══ Trecho fornecido ══

A afirmação de que a presunção de inocência seria uma regra (sic) e não um

princípio é tão temerária que uniria dois autores completamente

antagônicos, como são Robert Alexy e Ronald Dworkin, na mesma trincheira de

combate. Ou seja, ambos se uniriam para destruir tal afirmação. Isso porque

a grande novidade das teorias contemporâneas sobre os princípios jurídicos

foi demonstrar que, mais do que simples fatores de colmatação das lacunas

(como ocorria nas posturas metodológicas derivadas do privativismo

novecentista), eles são, hoje, normas jurídicas vinculantes, presentes em

todo momento no contexto de uma comunidade política. Tanto para Dworkin

quanto para Alexy – que, certamente, são os autores que mais

representativamente se debruçaram sobre o problema do conceito de princípio

– existe uma diferença entre a regra (que, evidentemente, também é norma) e

os princípios. Só para lembrar: cada um dos autores (Dworkin e Alexy)

═══
══ Registros apresentados ══

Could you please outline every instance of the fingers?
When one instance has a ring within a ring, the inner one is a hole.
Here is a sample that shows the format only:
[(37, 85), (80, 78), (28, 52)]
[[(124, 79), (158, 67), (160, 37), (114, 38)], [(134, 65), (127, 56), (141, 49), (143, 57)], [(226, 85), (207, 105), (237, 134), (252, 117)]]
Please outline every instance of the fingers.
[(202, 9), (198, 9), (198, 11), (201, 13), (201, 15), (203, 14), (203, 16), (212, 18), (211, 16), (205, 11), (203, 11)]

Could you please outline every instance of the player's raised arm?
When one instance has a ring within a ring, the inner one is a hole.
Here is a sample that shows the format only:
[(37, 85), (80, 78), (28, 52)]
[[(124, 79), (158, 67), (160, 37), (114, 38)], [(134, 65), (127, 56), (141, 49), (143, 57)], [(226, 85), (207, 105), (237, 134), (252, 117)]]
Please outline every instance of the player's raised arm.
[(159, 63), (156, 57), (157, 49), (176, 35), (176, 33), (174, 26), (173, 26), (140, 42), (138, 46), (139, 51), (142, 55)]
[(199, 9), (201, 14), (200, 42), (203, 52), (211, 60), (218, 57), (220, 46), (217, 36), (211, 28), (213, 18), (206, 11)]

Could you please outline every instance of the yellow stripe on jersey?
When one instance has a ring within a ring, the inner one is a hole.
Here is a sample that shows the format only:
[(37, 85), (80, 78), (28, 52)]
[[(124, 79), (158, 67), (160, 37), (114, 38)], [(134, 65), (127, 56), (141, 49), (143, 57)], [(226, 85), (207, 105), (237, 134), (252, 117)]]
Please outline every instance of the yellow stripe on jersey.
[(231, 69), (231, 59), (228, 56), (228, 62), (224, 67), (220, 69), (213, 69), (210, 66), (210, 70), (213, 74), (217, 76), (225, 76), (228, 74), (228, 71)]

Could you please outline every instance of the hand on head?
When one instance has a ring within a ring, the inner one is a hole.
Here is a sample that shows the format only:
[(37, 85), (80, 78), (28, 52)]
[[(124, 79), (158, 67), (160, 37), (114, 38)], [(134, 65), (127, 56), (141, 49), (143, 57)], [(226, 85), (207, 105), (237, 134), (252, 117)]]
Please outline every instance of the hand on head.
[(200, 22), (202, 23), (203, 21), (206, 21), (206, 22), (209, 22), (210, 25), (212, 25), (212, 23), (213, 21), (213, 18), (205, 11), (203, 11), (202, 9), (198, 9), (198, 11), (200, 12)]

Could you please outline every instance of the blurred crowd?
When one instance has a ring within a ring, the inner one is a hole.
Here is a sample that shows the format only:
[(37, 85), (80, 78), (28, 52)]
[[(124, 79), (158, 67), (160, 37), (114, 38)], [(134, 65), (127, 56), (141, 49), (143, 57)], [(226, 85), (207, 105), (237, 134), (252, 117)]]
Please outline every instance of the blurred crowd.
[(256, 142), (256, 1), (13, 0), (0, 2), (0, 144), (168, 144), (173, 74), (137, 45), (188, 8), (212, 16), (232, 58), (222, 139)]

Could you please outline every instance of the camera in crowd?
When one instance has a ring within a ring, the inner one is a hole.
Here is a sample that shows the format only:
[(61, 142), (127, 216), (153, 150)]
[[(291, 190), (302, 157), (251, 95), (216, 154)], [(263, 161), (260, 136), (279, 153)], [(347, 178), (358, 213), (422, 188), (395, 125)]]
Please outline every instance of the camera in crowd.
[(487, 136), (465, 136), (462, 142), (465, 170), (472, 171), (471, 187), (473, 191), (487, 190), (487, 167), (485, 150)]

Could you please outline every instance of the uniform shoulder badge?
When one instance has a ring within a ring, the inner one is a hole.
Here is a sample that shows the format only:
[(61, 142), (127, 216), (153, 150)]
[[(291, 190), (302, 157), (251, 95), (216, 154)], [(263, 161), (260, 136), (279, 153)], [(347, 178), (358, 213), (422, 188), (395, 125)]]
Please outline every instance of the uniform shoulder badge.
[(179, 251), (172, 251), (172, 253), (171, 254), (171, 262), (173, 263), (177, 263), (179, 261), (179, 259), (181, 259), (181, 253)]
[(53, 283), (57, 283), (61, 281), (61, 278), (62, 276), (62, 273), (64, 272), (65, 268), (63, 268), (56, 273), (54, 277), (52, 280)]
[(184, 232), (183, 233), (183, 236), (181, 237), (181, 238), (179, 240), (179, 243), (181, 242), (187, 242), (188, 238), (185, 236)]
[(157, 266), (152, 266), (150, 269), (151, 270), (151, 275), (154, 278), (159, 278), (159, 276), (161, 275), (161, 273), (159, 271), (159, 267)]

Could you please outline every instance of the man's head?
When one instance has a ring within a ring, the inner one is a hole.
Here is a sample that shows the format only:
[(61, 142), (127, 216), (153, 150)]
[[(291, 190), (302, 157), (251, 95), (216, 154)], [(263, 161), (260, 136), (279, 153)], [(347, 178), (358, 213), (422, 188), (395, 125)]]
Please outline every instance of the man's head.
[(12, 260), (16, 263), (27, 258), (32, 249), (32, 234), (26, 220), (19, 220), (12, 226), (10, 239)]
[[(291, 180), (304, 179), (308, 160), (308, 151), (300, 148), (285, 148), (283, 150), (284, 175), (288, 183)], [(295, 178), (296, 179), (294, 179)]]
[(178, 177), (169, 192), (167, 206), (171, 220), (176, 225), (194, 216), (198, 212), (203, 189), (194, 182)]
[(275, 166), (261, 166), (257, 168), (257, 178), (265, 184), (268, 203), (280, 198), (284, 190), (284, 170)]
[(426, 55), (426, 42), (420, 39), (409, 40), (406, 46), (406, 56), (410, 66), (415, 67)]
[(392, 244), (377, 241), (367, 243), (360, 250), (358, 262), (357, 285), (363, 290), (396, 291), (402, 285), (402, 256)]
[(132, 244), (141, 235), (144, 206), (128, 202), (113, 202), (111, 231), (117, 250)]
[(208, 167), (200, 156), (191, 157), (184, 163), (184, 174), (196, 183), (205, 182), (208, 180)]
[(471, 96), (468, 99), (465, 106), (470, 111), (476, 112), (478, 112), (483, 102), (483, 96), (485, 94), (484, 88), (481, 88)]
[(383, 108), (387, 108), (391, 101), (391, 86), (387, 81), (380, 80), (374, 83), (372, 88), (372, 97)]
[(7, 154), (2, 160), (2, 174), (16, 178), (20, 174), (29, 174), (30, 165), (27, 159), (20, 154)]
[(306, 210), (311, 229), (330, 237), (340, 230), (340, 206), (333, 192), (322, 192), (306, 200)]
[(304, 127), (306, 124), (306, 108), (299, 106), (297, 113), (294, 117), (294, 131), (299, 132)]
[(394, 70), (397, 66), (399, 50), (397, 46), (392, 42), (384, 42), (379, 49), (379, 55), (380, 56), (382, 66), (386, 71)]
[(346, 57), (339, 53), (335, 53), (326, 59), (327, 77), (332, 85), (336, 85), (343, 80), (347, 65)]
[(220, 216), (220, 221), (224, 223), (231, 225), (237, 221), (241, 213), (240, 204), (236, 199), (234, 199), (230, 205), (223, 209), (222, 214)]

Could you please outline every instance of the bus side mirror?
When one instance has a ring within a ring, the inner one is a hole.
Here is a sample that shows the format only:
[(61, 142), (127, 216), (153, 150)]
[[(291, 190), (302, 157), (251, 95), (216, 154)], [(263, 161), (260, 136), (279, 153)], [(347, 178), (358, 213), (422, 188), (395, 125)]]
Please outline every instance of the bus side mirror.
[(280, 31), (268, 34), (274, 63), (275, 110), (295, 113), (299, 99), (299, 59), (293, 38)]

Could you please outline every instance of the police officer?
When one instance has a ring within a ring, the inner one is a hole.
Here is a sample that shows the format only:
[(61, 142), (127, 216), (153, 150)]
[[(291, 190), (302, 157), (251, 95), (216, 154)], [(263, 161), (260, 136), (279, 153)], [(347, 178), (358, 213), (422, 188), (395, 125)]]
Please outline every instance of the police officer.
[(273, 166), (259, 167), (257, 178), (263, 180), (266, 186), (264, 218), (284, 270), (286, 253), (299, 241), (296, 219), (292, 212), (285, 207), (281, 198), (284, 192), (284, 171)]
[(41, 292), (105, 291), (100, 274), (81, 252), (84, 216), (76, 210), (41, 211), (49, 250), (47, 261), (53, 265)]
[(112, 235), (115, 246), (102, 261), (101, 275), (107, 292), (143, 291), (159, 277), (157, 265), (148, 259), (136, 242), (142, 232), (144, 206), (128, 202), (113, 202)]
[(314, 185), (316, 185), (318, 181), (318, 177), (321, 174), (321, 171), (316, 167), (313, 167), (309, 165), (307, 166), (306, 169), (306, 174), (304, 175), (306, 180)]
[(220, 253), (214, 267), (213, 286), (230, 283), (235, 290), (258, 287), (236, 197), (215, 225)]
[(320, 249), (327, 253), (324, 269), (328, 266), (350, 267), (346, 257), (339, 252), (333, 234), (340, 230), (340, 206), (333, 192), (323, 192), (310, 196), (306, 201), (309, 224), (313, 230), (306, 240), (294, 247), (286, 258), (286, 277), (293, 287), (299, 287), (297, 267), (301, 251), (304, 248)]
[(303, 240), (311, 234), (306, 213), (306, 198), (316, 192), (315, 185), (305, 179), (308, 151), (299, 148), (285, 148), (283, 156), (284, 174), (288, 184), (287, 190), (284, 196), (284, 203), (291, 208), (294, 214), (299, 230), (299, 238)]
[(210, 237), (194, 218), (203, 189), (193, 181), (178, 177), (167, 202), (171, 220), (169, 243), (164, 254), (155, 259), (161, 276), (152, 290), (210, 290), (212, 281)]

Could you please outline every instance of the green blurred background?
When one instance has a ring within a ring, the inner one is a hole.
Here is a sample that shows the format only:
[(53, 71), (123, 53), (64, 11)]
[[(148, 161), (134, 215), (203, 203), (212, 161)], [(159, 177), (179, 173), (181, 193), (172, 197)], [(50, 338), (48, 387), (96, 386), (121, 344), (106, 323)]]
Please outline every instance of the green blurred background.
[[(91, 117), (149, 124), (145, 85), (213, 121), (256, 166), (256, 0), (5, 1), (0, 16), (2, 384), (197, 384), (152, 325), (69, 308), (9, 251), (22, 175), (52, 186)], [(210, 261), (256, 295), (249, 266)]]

═══

| Enunciado A |
Imprima os registros tal como aparecem, começando no início deles e terminando na linha que contém "11), (203, 11)]", com as duas extremidades incluídas.
| Enunciado B |
Prossiga com o texto sobre a presunção de inocência como princípio jurídico, a partir da última frase apresentada.
O texto e os registros não têm nenhuma relação entre si.

| Resposta final A |
Could you please outline every instance of the fingers?
When one instance has a ring within a ring, the inner one is a hole.
Here is a sample that shows the format only:
[(37, 85), (80, 78), (28, 52)]
[[(124, 79), (158, 67), (160, 37), (114, 38)], [(134, 65), (127, 56), (141, 49), (143, 57)], [(226, 85), (207, 105), (237, 134), (252, 117)]]
Please outline every instance of the fingers.
[(202, 9), (198, 9), (198, 11), (201, 13), (201, 15), (203, 14), (203, 16), (212, 18), (211, 16), (205, 11), (203, 11)]

| Resposta final B |
construirá sua posição sob pressupostos metodológicos diferentes que os

levarão, no mais das vezes, a identificar pontos distintos para realizar

essa diferenciação. No caso de Alexy, sua distinção será estrutural, de

natureza semântica; ao passo que Dworkin realiza uma distinção de natureza

mais fenomenológica.



De todo modo, tanto as posições de Dworkin quanto as de Alexy concordam que

um dos fatores a diferenciar os princípios das regras diz respeito ao fato

de que sua não-incidência (ou aplicação) em um determinado caso concreto

não exclui a possibilidade de sua aplicação em outro, cujo contexto

fático-existêncial seja diferente daquele que originou seu afastamento. As

regras, por outro lado, se afastadas de um caso, devem, necessariamente,

ser afastadas de todos os outros futuros; exigência decorrente de um

PRINCÍPIO, que é a igualdade de tratamento. Isso mesmo: a igualdade, que

não é uma regra e, sim, um princípio).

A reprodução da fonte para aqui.